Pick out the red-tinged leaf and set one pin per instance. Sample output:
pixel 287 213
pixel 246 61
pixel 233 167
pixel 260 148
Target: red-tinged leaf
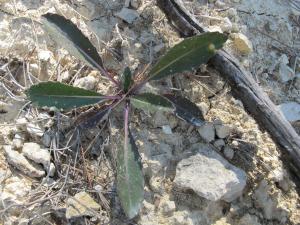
pixel 186 110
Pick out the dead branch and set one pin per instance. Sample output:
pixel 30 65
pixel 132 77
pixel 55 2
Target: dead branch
pixel 243 86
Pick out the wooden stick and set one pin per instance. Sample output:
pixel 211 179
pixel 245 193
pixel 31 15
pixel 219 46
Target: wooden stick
pixel 243 86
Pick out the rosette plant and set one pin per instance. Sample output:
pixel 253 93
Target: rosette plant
pixel 185 56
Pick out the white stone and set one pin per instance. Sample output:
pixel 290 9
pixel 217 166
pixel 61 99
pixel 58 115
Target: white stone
pixel 135 3
pixel 228 152
pixel 226 25
pixel 128 15
pixel 241 43
pixel 219 144
pixel 203 107
pixel 222 131
pixel 34 130
pixel 17 160
pixel 51 170
pixel 285 72
pixel 88 82
pixel 34 152
pixel 18 141
pixel 207 132
pixel 210 175
pixel 81 204
pixel 291 111
pixel 44 55
pixel 168 207
pixel 167 129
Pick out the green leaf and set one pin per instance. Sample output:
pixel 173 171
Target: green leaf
pixel 68 36
pixel 127 79
pixel 130 179
pixel 186 110
pixel 62 96
pixel 151 102
pixel 188 55
pixel 91 118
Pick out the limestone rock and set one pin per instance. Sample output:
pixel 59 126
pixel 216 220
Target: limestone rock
pixel 128 15
pixel 34 152
pixel 222 131
pixel 285 73
pixel 219 144
pixel 291 111
pixel 88 82
pixel 228 152
pixel 241 43
pixel 17 160
pixel 207 132
pixel 34 130
pixel 210 175
pixel 81 204
pixel 167 207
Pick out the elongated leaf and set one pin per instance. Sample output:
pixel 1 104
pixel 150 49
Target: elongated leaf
pixel 68 36
pixel 130 179
pixel 188 55
pixel 127 79
pixel 151 102
pixel 92 118
pixel 62 96
pixel 186 110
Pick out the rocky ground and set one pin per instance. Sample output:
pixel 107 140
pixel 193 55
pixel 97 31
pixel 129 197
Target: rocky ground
pixel 226 172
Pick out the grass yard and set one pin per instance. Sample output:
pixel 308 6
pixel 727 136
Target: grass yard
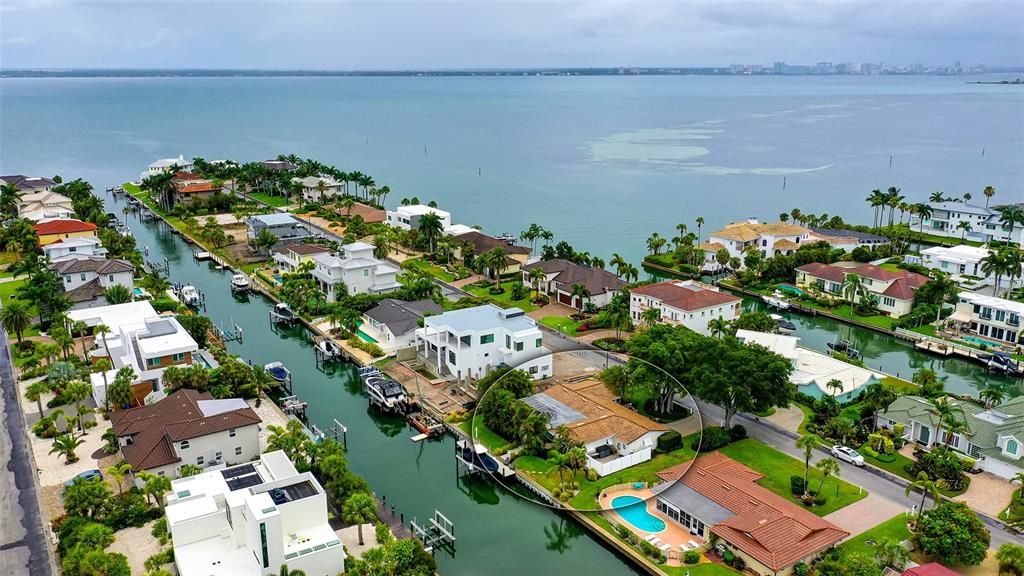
pixel 894 528
pixel 560 323
pixel 777 467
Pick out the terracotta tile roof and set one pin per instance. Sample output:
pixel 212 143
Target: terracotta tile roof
pixel 597 281
pixel 156 426
pixel 603 416
pixel 688 297
pixel 62 227
pixel 481 243
pixel 769 528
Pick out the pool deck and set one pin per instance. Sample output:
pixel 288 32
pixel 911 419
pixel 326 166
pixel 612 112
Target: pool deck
pixel 673 534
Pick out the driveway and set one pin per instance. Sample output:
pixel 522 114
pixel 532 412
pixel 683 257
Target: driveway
pixel 864 513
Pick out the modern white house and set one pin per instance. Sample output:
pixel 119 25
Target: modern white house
pixel 186 427
pixel 408 217
pixel 252 519
pixel 318 189
pixel 86 278
pixel 989 319
pixel 684 302
pixel 138 338
pixel 994 436
pixel 946 218
pixel 469 342
pixel 354 271
pixel 44 205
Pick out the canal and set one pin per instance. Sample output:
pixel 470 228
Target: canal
pixel 497 531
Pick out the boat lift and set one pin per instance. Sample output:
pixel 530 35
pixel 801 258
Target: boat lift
pixel 437 533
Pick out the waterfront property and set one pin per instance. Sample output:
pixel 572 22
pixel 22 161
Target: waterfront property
pixel 684 302
pixel 250 520
pixel 353 271
pixel 560 277
pixel 718 495
pixel 893 289
pixel 392 323
pixel 55 231
pixel 86 278
pixel 812 371
pixel 993 436
pixel 408 217
pixel 994 320
pixel 614 437
pixel 983 223
pixel 469 342
pixel 290 256
pixel 44 205
pixel 186 427
pixel 140 339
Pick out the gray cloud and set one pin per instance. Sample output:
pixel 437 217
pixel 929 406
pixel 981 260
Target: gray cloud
pixel 485 34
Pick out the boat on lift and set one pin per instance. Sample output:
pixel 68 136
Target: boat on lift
pixel 240 283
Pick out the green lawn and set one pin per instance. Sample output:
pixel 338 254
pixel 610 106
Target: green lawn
pixel 777 467
pixel 894 528
pixel 505 299
pixel 560 323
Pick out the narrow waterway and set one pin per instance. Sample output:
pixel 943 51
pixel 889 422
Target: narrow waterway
pixel 497 531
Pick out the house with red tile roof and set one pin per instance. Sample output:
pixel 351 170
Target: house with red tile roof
pixel 186 427
pixel 718 495
pixel 684 302
pixel 893 289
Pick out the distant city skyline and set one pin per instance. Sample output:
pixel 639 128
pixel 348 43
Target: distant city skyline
pixel 328 35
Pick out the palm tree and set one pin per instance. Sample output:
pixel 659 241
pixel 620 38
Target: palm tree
pixel 14 317
pixel 65 445
pixel 118 472
pixel 359 508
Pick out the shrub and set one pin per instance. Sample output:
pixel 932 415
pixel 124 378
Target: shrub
pixel 670 441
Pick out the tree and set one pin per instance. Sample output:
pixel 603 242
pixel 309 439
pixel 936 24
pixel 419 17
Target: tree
pixel 65 445
pixel 952 533
pixel 359 508
pixel 14 317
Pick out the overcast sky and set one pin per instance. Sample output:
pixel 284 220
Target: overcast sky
pixel 387 35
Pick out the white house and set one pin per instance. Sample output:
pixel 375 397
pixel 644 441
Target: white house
pixel 44 205
pixel 687 303
pixel 408 217
pixel 186 427
pixel 984 223
pixel 354 271
pixel 85 246
pixel 252 519
pixel 140 339
pixel 86 278
pixel 311 188
pixel 469 342
pixel 993 320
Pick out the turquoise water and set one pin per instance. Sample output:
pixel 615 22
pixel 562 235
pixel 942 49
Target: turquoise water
pixel 634 510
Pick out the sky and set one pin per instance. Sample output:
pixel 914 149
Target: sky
pixel 422 34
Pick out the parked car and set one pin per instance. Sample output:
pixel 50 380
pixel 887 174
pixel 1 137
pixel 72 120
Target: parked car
pixel 87 475
pixel 848 454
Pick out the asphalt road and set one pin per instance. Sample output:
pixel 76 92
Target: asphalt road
pixel 24 548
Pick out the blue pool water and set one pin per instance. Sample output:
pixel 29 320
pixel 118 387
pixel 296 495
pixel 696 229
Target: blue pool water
pixel 635 511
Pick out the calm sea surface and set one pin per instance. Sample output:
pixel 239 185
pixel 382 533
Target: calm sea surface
pixel 601 161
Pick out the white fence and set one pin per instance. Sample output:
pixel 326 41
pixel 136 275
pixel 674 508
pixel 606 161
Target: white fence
pixel 604 468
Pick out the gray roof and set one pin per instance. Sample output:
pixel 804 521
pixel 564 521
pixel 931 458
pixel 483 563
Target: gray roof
pixel 692 502
pixel 400 316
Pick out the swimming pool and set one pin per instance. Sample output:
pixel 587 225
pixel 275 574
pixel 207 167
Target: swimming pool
pixel 634 510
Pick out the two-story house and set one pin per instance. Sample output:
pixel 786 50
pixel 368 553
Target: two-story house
pixel 469 342
pixel 252 519
pixel 684 302
pixel 893 289
pixel 354 271
pixel 186 427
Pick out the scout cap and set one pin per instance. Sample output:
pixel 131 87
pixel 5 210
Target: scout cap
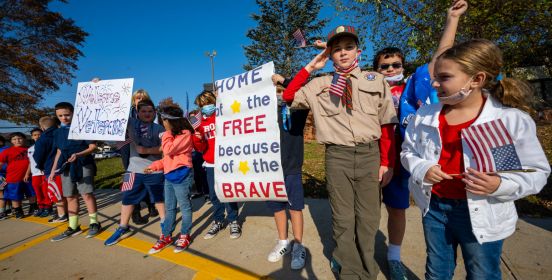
pixel 340 31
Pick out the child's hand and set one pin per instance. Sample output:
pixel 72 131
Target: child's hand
pixel 435 175
pixel 457 9
pixel 385 175
pixel 318 61
pixel 320 45
pixel 481 183
pixel 72 158
pixel 277 79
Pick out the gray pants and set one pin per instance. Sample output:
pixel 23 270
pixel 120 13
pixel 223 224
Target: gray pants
pixel 354 192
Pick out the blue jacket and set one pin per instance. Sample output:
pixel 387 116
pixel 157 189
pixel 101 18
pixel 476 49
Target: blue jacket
pixel 45 152
pixel 417 92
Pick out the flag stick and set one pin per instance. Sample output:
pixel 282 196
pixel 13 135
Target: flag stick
pixel 529 170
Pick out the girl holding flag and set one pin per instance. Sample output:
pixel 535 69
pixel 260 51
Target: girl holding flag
pixel 455 151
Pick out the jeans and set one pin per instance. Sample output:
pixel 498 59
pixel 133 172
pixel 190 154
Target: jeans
pixel 218 207
pixel 178 193
pixel 447 225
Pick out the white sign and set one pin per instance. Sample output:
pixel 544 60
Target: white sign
pixel 102 110
pixel 247 152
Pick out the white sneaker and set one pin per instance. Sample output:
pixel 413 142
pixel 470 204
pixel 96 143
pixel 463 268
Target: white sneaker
pixel 298 256
pixel 278 251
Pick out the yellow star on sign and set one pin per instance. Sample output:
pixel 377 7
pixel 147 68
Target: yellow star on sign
pixel 244 167
pixel 235 107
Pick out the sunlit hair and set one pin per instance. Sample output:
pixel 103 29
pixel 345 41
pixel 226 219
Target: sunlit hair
pixel 387 53
pixel 168 107
pixel 480 55
pixel 140 92
pixel 205 98
pixel 47 121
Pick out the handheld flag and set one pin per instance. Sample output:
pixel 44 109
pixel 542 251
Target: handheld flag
pixel 196 120
pixel 128 181
pixel 300 40
pixel 492 147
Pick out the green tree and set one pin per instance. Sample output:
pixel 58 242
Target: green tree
pixel 272 39
pixel 38 53
pixel 520 28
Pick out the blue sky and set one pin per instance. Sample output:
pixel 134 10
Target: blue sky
pixel 162 45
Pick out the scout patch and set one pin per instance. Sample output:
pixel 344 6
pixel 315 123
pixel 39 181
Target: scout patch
pixel 370 76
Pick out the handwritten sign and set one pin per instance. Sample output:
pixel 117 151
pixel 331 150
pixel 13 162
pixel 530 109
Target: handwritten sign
pixel 101 110
pixel 247 150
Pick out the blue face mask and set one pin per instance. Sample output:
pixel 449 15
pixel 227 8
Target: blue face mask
pixel 207 110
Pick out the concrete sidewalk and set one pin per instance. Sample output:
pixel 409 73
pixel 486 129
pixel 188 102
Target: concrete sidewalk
pixel 23 254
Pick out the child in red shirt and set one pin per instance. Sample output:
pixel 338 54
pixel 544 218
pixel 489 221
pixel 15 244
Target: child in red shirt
pixel 17 163
pixel 204 142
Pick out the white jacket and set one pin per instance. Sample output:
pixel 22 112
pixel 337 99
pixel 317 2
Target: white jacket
pixel 492 217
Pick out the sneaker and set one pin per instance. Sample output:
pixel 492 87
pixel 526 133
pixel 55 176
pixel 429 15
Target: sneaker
pixel 396 270
pixel 93 230
pixel 182 243
pixel 235 230
pixel 163 242
pixel 215 228
pixel 38 212
pixel 119 234
pixel 66 234
pixel 298 256
pixel 153 211
pixel 58 219
pixel 335 266
pixel 19 213
pixel 279 251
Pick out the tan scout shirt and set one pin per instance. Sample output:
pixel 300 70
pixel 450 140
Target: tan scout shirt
pixel 372 107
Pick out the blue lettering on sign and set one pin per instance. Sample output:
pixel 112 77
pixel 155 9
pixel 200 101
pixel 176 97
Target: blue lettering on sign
pixel 243 80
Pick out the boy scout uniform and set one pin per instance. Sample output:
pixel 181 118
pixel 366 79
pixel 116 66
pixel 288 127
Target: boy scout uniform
pixel 352 163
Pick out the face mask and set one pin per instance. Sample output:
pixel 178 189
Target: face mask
pixel 207 110
pixel 396 78
pixel 457 97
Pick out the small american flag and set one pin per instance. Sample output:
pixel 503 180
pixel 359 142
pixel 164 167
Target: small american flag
pixel 119 145
pixel 3 182
pixel 54 191
pixel 492 147
pixel 196 120
pixel 128 181
pixel 299 39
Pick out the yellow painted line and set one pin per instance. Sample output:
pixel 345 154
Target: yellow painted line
pixel 30 244
pixel 206 269
pixel 203 276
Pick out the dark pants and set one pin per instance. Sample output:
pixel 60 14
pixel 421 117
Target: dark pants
pixel 354 194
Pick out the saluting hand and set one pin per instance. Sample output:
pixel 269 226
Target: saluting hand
pixel 481 183
pixel 458 8
pixel 319 61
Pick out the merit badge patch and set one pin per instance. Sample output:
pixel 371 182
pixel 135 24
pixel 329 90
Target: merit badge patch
pixel 370 76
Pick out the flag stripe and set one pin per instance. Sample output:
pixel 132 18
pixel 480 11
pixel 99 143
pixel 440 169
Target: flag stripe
pixel 486 147
pixel 475 149
pixel 504 131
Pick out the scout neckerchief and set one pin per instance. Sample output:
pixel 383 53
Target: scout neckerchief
pixel 341 84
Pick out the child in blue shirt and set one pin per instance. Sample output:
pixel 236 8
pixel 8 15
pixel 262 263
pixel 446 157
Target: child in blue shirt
pixel 77 167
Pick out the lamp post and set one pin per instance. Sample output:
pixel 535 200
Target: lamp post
pixel 212 56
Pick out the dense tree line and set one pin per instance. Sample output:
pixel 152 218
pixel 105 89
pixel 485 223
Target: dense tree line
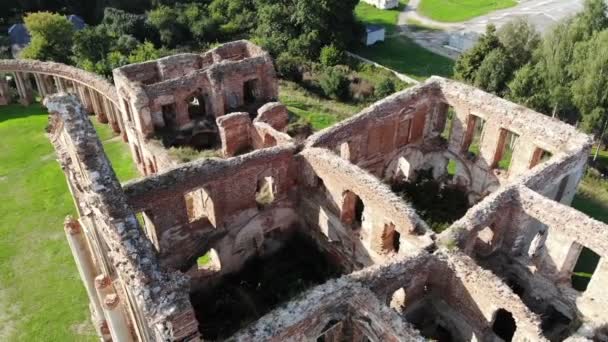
pixel 294 30
pixel 564 74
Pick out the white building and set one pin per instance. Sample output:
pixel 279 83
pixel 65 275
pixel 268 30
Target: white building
pixel 383 4
pixel 373 34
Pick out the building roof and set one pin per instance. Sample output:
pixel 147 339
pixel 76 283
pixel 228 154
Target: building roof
pixel 373 28
pixel 18 35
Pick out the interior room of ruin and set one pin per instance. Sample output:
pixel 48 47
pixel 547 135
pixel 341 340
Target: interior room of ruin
pixel 280 239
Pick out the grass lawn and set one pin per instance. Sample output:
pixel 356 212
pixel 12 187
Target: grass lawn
pixel 592 195
pixel 403 55
pixel 460 10
pixel 306 106
pixel 371 15
pixel 41 295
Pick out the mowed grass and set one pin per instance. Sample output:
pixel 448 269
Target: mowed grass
pixel 592 195
pixel 400 53
pixel 460 10
pixel 306 106
pixel 370 15
pixel 41 294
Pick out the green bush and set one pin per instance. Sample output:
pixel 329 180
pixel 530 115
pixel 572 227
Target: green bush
pixel 290 67
pixel 332 56
pixel 334 83
pixel 385 88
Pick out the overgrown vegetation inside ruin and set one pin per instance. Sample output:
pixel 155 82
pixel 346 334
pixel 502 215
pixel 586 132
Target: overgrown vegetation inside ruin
pixel 439 204
pixel 592 194
pixel 35 200
pixel 187 154
pixel 262 285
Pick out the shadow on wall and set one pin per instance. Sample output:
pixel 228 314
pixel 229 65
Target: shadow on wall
pixel 262 284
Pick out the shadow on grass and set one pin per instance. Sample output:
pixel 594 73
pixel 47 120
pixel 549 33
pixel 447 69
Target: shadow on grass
pixel 403 55
pixel 591 207
pixel 17 111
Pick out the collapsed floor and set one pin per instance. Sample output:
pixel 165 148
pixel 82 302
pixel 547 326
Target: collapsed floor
pixel 264 283
pixel 508 269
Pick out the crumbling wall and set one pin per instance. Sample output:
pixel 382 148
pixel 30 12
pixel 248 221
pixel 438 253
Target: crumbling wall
pixel 471 293
pixel 336 311
pixel 212 204
pixel 158 297
pixel 565 232
pixel 410 131
pixel 330 188
pixel 96 93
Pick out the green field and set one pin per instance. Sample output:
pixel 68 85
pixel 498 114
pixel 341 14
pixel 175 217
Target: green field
pixel 403 55
pixel 592 195
pixel 460 10
pixel 41 295
pixel 306 106
pixel 371 15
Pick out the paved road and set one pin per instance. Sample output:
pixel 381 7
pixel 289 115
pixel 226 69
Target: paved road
pixel 542 13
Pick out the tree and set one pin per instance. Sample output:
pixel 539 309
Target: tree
pixel 91 44
pixel 494 72
pixel 332 55
pixel 303 27
pixel 528 88
pixel 233 17
pixel 51 37
pixel 556 53
pixel 590 88
pixel 519 39
pixel 145 52
pixel 165 20
pixel 385 88
pixel 118 23
pixel 290 67
pixel 334 83
pixel 469 62
pixel 593 17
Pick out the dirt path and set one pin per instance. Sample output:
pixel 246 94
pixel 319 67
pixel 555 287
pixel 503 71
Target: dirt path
pixel 542 13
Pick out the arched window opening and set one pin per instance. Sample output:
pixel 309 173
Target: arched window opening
pixel 250 91
pixel 169 115
pixel 562 189
pixel 352 209
pixel 504 325
pixel 197 106
pixel 331 332
pixel 449 123
pixel 265 192
pixel 209 261
pixel 585 266
pixel 398 300
pixel 472 141
pixel 199 205
pixel 359 208
pixel 390 239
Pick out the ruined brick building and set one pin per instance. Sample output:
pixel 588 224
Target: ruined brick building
pixel 285 240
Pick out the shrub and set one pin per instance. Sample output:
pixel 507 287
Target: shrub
pixel 290 67
pixel 361 89
pixel 334 83
pixel 385 88
pixel 332 56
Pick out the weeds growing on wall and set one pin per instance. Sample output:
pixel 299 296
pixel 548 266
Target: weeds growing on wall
pixel 439 204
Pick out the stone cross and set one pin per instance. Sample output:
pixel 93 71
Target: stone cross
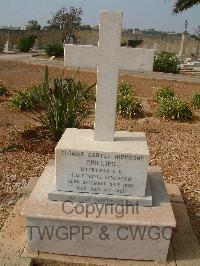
pixel 186 24
pixel 108 57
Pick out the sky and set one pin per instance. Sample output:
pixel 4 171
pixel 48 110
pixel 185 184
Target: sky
pixel 143 14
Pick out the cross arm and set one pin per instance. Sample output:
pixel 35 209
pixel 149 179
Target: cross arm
pixel 136 59
pixel 81 56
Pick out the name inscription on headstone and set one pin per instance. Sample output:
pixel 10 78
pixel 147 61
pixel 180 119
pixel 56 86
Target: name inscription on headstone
pixel 95 172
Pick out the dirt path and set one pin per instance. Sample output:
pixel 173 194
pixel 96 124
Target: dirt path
pixel 173 146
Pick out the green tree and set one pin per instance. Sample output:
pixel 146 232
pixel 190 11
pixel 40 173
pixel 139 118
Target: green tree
pixel 33 25
pixel 197 37
pixel 182 5
pixel 67 19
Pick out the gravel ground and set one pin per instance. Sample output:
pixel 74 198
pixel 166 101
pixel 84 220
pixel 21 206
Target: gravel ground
pixel 26 148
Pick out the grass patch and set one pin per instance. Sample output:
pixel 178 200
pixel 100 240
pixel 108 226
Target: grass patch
pixel 164 92
pixel 174 109
pixel 25 99
pixel 196 99
pixel 3 89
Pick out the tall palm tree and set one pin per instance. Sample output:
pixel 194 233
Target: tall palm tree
pixel 182 5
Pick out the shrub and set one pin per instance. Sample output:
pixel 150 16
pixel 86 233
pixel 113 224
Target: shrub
pixel 128 104
pixel 196 99
pixel 3 89
pixel 164 92
pixel 175 109
pixel 167 62
pixel 64 103
pixel 54 49
pixel 25 43
pixel 26 99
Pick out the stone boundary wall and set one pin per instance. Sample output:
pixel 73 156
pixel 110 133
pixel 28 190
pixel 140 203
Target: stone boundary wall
pixel 159 43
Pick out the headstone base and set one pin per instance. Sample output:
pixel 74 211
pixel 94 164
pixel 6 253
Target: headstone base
pixel 60 228
pixel 56 195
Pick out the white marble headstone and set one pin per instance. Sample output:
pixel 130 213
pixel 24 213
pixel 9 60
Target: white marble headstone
pixel 108 57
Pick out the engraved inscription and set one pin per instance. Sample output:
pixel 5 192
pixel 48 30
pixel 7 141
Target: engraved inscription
pixel 99 172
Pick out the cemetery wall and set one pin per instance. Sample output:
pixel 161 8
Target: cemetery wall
pixel 168 43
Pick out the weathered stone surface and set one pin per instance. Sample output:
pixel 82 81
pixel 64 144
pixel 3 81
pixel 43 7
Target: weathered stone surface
pixel 109 57
pixel 57 195
pixel 185 244
pixel 156 223
pixel 186 254
pixel 117 167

━━━

**WORK REQUIRED:** Repeat without change the part that opens with the line containing "Pick out the collapsed" and closes with the line containing "pixel 593 17", both of those lines included.

**RESULT:**
Pick out the collapsed floor and set one pin per instance. Sample output:
pixel 165 148
pixel 82 302
pixel 547 326
Target: collapsed floor
pixel 264 283
pixel 508 269
Pick out the crumbling wall and set one pin per instance. Sample output:
pixel 382 148
pixel 30 12
pixel 248 221
pixel 438 253
Target: crumbling wall
pixel 471 293
pixel 336 311
pixel 212 204
pixel 158 297
pixel 565 232
pixel 410 131
pixel 330 188
pixel 96 93
Pick out the green field and set one pin per instance. Sample output:
pixel 68 85
pixel 498 114
pixel 341 14
pixel 175 217
Target: green field
pixel 403 55
pixel 592 195
pixel 460 10
pixel 41 295
pixel 306 106
pixel 371 15
Pick out the paved road and set one pin per instance. Sample output:
pixel 381 7
pixel 289 115
pixel 226 69
Target: paved road
pixel 542 13
Pick out the tree and set one pin per instance. Sample output:
pixel 539 309
Target: tree
pixel 91 44
pixel 494 72
pixel 332 55
pixel 303 27
pixel 528 88
pixel 233 17
pixel 51 37
pixel 556 53
pixel 590 88
pixel 519 39
pixel 145 52
pixel 165 20
pixel 385 88
pixel 118 23
pixel 290 67
pixel 334 83
pixel 469 62
pixel 593 17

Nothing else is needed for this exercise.